8.2 Counsel Approval. All actions, proceedings, instruments and
documents required to carry out this Agreement or incidental hereto and all
other related legal matters shall have been approved by counsel to the Company.
8.3 No Litigation. No action or proceeding before a court or any other
governmental agency or body shall have been instituted or threatened to restrain
or prohibit the acquisition by SM&A of the Company Stock or the payment by SM&A
of any Merger Consideration; and no governmental agency or body shall have taken
any other action or made any request of the Company as a result of which the
management of the Company deems it inadvisable to proceed with the transactions
hereunder.
8.4 No Material Adverse Change. No material adverse change in the
results of operations, financial condition or business of each of SM&A and Newco
shall have occurred, and each of SM&A and Newco shall not have suffered any
material loss or damage to any of its properties or assets, whether or not
covered by insurance, since the date hereof, which change, loss or damage
materially affects or impairs the ability of each of SM&A and Newco to conduct
its business; and the Company shall have received a certificate from a duly
authorized officer of SM&A to such effect.

---

Set problem 1:
Answer these questions from the agreement excerpt, giving each answer on its own line and marking it with the same letter as its question:
(a) Under section 8.2, whose counsel must approve all related legal matters?
(b) Under section 8.3, which party's acquisition of the Company Stock must not be restrained or prohibited?
(c) Under section 8.4, who must issue the certificate that the Company receives?
Set problem 2:
Extend the agreement excerpt by writing what comes next after its final sentence.
The lines that come after this point are taken from a separate source, not from the agreement excerpt.

---

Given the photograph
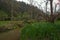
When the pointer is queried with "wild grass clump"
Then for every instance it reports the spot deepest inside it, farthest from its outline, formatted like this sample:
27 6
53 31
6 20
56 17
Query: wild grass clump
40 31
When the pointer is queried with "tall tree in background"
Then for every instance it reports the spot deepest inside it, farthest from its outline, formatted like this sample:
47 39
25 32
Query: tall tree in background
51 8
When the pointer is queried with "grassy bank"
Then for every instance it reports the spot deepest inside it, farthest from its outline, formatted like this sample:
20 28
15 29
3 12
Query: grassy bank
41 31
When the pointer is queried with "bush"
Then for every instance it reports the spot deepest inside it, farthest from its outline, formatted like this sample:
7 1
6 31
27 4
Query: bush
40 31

---

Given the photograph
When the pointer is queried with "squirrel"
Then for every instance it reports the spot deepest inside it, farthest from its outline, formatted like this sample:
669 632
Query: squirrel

---

Reply 1:
(a) Counsel to the Company.
(b) SM&A's.
(c) A duly authorized officer of SM&A.

Reply 2:
8.5 Opinion of Counsel. The Company shall have received an opinion from
Xxxxx & Xxxxxx, counsel to SM&A, dated the Closing Date, in the form attached
hereto as Exhibit 3.2(b)(vi).
8.6 Consents and Approvals. All necessary consents of and filings with
any governmental authority or agency or any third party relating to the
consummation of the transactions contemplated herein shall have been obtained or
made, as applicable, and no action or proceeding shall have been instituted or
threatened to restrain or prohibit the Company's performance of its obligations
hereunder, and no governmental agency or body shall have taken any other action
or made any request of the Company as a result of which of the Company deems it
inadvisable to proceed with the transactions hereunder.
8.7 Additional Liabilities and Obligations. SM&A shall have delivered to
the Company a list, dated the Closing Date, setting forth all material
liabilities and obligations of SM&A and Newco arising since the date of this
Agreement.
8.8 Additional Contracts. SM&A shall have delivered to the Company a
list, dated the Closing Date, showing all material contracts and agreements,
together with copies thereof, entered into by each of SM&A and Newco since the
date of this Agreement.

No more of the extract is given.